*** SEITE
# Engelsflügel!



## Katha_87 (5. Februar 2007)

Hallo!

Sagt mal, kann mir jemand erklären, wie ich in dieses Bild Engelsfügel einfügen oder selbst reinzeichnen könnte! Man kann doch auch Feuer selbst realistisch gestalten hab ich in den Tutorials gesehen, also geht das vielleicht auch mit Flügeln!?

Dankeschön schonmal im Voraus!
Lieber Gruß, Katharina


----------



## Leola13 (6. Februar 2007)

Hai,

über die Google Bildersuche habe ich keine "vernünftigen" Flügel gefunden. (siehe Anhang)

.... aber bei deviantart.com (Resources - Tutorials - Photoshop und dann nach angel gesucht) hab ich die Tuts gefunden. Das sollte dir eigentlich helfen.

Ciao Stefan


----------



## Michael Aringer (6. Februar 2007)

Hallo,

selbst zeichnen ist zwar eine Option, jedoch nicht ganz einfach. Einfacher ist es sicherlich, die Flügel aus einem anderen Foto zu verwenden. Dazu müssen es ursprünglich nicht einmal "Engelsflügel" sein, wie wäre es zum Beispiel mit den Flügeln eines Schwans?

Servus, Michael


----------



## Katha_87 (7. Februar 2007)

Hey ihr beiden!

Vielen Dank für eure Anregungen! Habe mir auch gleich mal ein paar Schwanenflügel im Netz gesucht! Mal schaun, welche ich nun am Besten verwende! also, Dankeschön! 
Aber eine Frage hätte ich da noch. Und zwar, wie ich diese flügel dann am besten zum leuchten bringen?! Also eben so, dass sie gut in das Bild passen!!

Mfg,
Katharina


----------



## Michael Aringer (8. Februar 2007)

Hallo,

sind die Flügel erst einmal ausgeschnitten, kann man ein äußeres Leuchten schnell einfügen. Einfach doppelt auf den Layer mit den Flügeln klicken um den Layer Style zu ändern. Hier aktivierst du einfach das Leuchten und gibst dessen Werte ein.

eine weitere Methode wäre, den Flügel-Layer zu verdoppeln, einen Gaussschen Blur-Effekt auf den neu entstandenen Layer anzuwenden und den Layer durchsichtig zu machen. Das sollte, wenn man es nicht übertreibt einen schön verträumten Effekt ergeben.

Servus, Michael


----------



## LookAndSee (8. Februar 2007)

@ Katha_87,

du könntest auch nach FederBrushes suchen, bei DevianArt oder so.
Könnte ich mir gut vorstellen, auch daß da was passendes dabei ist.
http://www.deviantart.com/view/8737867/
Ich hatte noch ein anderes Set, finde aber den Link nicht mehr.
lg > LookAndSee


----------



## Michael Aringer (28. Februar 2007)

Hallo,

weil der Name Deviantart gefallen ist, hier ein Link:

http://adaae-stock.deviantart.com/gallery/

Hier sollten einige Flügel zu finden sein.

Servus, Michael


----------
******
*** EINTRÄGE IM DATENSATZ
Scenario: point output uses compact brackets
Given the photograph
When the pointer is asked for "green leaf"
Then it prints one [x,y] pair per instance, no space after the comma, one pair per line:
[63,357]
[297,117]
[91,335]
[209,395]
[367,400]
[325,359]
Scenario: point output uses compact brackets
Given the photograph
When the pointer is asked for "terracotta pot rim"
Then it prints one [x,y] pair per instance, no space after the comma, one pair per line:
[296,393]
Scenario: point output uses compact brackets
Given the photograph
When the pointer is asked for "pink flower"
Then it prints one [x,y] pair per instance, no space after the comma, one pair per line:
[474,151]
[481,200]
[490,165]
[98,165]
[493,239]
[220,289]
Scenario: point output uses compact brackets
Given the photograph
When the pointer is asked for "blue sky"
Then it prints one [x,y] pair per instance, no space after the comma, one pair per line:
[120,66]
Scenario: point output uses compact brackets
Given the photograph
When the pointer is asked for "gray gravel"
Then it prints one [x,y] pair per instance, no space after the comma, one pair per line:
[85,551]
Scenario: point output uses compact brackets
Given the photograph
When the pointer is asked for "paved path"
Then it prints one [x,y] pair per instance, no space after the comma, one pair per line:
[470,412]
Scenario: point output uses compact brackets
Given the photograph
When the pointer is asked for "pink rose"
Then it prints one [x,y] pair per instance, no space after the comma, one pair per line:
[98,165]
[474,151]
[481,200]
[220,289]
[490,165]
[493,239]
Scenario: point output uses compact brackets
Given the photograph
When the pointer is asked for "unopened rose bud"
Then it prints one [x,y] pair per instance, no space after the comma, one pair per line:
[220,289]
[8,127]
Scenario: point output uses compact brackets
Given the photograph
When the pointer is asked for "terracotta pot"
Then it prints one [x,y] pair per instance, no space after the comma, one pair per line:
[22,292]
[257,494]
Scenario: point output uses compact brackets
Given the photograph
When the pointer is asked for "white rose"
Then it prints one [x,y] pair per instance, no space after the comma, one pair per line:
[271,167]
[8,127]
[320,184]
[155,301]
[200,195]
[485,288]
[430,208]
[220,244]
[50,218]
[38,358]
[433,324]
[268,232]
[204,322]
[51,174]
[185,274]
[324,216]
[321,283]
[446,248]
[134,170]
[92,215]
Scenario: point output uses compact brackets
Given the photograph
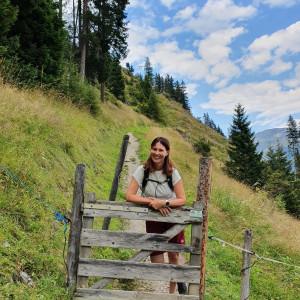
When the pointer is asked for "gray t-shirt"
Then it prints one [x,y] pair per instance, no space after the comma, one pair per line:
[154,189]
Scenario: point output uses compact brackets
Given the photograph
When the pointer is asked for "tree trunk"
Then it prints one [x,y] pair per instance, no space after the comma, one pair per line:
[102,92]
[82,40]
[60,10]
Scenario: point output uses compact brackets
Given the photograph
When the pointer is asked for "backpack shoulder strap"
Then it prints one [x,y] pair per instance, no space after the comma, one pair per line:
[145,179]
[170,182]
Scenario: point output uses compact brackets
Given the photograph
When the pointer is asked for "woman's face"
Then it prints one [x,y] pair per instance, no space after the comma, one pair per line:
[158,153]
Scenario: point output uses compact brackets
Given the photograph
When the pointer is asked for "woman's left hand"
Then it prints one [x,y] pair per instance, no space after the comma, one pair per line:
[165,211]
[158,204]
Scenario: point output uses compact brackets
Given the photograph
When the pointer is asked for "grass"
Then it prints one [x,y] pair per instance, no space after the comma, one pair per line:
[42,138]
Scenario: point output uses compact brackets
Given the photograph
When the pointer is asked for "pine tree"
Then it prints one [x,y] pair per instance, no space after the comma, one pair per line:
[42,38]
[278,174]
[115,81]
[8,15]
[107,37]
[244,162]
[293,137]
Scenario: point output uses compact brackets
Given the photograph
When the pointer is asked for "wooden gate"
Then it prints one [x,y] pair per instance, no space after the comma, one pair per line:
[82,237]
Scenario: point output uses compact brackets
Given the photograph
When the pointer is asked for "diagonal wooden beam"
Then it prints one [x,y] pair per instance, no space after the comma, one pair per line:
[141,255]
******
*** EINTRÄGE IM DATENSATZ
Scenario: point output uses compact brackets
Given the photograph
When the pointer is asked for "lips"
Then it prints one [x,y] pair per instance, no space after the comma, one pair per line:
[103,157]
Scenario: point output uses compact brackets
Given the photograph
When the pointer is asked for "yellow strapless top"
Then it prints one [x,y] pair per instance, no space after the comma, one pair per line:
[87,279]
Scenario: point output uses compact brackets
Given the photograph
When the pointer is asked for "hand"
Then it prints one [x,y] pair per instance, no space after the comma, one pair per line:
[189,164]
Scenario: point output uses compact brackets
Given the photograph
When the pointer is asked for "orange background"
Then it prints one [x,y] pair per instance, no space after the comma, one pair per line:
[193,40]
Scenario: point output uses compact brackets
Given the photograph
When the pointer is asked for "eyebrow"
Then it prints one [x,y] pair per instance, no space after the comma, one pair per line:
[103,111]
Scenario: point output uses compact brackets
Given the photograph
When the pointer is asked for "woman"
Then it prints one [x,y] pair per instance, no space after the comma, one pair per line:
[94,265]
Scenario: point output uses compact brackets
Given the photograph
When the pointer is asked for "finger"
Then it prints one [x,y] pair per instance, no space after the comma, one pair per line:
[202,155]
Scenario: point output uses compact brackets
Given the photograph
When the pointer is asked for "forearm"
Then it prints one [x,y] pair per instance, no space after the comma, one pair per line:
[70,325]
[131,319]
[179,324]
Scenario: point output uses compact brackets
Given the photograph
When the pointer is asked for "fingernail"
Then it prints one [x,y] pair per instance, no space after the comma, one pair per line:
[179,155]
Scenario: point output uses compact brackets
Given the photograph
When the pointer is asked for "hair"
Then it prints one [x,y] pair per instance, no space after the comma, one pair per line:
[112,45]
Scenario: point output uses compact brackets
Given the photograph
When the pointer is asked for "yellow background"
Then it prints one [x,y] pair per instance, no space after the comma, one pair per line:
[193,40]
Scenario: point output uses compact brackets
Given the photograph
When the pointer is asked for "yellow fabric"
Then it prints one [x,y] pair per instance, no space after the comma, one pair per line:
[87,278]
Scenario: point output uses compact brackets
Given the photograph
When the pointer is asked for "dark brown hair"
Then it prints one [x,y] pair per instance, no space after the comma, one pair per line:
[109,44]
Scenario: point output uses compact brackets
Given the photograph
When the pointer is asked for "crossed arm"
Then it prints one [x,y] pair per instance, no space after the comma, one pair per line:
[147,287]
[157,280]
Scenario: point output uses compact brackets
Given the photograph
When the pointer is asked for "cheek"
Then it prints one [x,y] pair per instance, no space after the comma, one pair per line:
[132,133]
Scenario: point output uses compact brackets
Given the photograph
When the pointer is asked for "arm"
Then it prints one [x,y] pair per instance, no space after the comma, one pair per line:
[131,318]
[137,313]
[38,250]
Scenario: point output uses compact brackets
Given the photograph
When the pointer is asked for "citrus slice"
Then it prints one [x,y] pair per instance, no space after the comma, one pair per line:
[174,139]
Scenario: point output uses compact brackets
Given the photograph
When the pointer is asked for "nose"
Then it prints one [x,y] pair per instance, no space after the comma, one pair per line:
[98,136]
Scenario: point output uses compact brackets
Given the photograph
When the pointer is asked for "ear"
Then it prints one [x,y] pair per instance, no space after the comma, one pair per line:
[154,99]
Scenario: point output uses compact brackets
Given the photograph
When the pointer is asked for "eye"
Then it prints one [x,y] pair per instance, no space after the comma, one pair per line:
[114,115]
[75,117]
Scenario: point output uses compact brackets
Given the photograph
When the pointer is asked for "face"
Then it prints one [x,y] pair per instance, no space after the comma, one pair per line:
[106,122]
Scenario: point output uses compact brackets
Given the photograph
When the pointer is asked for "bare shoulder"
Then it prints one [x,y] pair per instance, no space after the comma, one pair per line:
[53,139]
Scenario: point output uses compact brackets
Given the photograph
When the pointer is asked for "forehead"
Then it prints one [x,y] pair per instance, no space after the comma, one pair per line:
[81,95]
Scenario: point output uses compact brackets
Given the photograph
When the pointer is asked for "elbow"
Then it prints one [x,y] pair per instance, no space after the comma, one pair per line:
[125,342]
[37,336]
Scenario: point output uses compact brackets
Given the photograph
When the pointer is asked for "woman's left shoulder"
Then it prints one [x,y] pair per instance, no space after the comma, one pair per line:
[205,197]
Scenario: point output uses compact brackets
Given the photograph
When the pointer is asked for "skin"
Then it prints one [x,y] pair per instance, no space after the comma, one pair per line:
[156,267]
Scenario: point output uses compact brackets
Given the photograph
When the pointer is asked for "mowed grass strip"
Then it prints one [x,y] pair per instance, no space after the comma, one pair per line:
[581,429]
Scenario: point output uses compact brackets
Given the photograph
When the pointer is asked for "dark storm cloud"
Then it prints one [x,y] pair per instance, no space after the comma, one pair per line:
******
*** EINTRÄGE IM DATENSATZ
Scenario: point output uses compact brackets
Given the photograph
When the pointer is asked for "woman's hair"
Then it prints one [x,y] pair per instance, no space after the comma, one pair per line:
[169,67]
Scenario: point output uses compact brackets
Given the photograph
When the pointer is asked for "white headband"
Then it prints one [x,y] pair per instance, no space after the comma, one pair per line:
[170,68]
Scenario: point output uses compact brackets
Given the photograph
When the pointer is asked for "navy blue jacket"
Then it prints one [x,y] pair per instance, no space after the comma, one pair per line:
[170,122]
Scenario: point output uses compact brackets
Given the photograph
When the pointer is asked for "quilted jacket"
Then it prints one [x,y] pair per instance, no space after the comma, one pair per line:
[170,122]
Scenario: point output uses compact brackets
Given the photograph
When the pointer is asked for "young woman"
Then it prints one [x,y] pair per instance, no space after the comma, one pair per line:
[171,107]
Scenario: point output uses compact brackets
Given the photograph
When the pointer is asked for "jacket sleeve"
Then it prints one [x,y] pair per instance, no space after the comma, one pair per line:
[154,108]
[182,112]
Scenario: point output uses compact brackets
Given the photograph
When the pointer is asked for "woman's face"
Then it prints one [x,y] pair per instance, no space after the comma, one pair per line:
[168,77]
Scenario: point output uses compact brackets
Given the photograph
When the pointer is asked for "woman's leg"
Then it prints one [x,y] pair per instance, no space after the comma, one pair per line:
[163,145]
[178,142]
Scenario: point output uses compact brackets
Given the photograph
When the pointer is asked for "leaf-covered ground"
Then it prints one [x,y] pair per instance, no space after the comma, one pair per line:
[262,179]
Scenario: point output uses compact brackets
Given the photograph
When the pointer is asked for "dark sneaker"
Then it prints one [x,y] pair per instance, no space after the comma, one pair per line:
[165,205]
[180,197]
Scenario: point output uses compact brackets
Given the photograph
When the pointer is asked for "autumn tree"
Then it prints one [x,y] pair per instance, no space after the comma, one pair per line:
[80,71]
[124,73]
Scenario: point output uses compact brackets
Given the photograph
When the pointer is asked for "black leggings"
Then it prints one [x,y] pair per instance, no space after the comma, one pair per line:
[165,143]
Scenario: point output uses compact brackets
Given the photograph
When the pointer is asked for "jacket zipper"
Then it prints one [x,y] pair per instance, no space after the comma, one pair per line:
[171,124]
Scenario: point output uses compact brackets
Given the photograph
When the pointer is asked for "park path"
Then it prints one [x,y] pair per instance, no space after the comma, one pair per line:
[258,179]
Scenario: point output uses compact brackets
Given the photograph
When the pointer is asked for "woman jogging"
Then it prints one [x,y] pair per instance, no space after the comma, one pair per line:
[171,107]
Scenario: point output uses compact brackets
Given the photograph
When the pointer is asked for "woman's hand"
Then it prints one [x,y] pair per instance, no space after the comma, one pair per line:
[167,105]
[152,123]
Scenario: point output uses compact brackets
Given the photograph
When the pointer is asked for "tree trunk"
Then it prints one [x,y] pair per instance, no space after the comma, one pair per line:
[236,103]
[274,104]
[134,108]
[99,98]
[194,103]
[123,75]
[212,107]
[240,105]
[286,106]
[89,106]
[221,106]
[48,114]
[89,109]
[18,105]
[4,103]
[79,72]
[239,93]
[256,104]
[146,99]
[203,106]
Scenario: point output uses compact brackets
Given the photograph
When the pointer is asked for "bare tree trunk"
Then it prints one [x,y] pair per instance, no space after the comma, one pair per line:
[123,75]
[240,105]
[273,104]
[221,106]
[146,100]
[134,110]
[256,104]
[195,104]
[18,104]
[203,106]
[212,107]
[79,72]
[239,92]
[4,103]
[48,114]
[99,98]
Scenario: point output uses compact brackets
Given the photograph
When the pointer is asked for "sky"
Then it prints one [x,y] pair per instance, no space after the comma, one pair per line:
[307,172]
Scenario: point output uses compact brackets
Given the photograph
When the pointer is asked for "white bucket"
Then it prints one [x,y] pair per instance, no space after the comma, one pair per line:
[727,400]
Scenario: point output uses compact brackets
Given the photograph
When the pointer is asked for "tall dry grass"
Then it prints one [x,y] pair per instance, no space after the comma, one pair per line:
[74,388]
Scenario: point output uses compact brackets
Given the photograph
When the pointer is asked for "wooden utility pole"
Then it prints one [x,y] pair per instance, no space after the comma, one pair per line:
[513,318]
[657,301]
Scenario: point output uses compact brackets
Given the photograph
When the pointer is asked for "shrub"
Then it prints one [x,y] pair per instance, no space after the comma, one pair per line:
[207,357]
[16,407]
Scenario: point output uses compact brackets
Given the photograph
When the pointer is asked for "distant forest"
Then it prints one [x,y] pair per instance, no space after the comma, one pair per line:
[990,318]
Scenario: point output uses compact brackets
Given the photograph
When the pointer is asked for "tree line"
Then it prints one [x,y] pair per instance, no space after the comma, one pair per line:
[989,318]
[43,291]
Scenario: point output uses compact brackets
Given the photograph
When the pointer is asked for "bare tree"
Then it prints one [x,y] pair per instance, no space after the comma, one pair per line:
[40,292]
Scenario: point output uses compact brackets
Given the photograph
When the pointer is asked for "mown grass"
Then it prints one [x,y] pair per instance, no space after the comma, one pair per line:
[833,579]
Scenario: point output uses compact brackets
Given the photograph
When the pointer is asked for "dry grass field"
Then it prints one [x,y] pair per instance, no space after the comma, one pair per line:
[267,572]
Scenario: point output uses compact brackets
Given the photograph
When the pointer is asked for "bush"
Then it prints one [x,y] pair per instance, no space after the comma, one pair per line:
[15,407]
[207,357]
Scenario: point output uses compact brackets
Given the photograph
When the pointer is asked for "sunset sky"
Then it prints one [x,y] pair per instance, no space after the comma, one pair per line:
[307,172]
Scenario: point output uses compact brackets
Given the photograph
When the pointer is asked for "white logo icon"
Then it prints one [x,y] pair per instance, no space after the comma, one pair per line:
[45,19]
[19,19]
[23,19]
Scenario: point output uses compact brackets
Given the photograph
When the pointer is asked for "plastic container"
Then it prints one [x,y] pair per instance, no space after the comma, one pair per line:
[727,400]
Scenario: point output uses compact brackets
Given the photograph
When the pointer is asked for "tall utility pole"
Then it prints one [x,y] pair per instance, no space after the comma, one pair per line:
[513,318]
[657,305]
******
▶ KURZAUFTRAG A:
Übersetze den Satz „Einfacher ist es sicherlich, die Flügel aus einem anderen Foto zu verwenden.“ aus dem Forumsthread über Engelsflügel ins Englische.
▶ KURZAUFTRAG B:
Gib den Abschnitt aus dem Forumsthread über Engelsflügel wortgetreu aus, beginnend bei „sind die Flügel“ und endend bei „dessen Werte ein.“.

▶ ANTWORT ZUR AUFGABE A:
It is certainly easier to use the wings from another photo.

▶ ANTWORT ZUR AUFGABE B:
sind die Flügel erst einmal ausgeschnitten, kann man ein äußeres Leuchten schnell einfügen. Einfach doppelt auf den Layer mit den Flügeln klicken um den Layer Style zu ändern. Hier aktivierst du einfach das Leuchten und gibst dessen Werte ein.